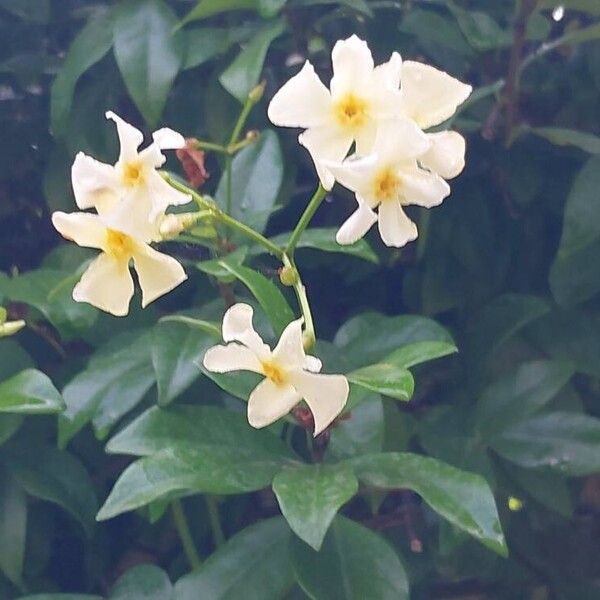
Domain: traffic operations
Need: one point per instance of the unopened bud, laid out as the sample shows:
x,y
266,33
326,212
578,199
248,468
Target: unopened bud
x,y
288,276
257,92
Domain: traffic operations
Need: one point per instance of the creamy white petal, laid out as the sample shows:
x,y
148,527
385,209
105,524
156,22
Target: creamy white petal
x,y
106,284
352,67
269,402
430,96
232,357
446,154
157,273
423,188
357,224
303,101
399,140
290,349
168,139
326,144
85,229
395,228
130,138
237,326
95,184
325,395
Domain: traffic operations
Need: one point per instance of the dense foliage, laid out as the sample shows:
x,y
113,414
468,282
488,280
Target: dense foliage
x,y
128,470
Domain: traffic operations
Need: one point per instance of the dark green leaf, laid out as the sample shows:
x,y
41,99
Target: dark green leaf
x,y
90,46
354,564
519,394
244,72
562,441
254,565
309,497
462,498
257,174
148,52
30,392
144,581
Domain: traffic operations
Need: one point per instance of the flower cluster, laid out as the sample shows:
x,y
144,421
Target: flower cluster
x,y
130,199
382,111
==
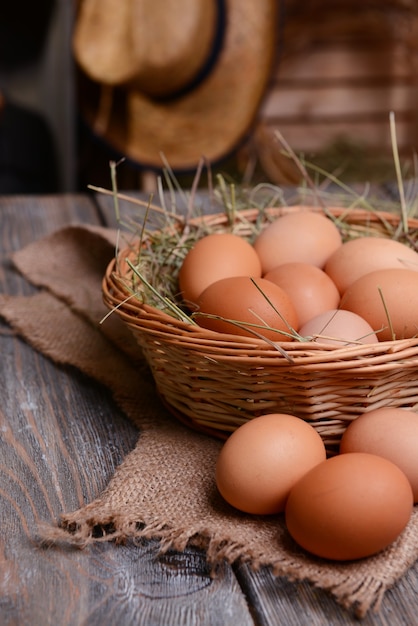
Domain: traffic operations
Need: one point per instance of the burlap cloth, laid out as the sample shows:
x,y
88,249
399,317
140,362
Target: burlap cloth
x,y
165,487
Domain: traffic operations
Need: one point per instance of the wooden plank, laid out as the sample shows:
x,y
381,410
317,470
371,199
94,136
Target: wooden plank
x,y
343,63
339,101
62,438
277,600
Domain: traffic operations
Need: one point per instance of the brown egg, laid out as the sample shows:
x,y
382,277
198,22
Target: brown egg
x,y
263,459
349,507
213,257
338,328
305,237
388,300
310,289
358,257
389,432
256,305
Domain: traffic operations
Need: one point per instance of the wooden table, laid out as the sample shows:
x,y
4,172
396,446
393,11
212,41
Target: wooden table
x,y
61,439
--
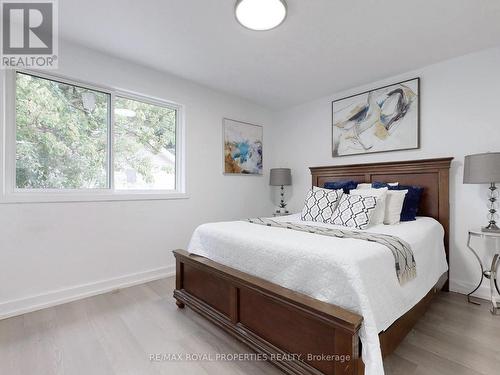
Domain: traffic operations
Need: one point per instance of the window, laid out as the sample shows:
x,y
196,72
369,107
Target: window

HOW TO COMPLETE THIS TASK => Could you return all lines from the records that include the word "window"?

ANSWER SECTION =>
Need: one point per instance of the window, laid out as the sample shows:
Target: window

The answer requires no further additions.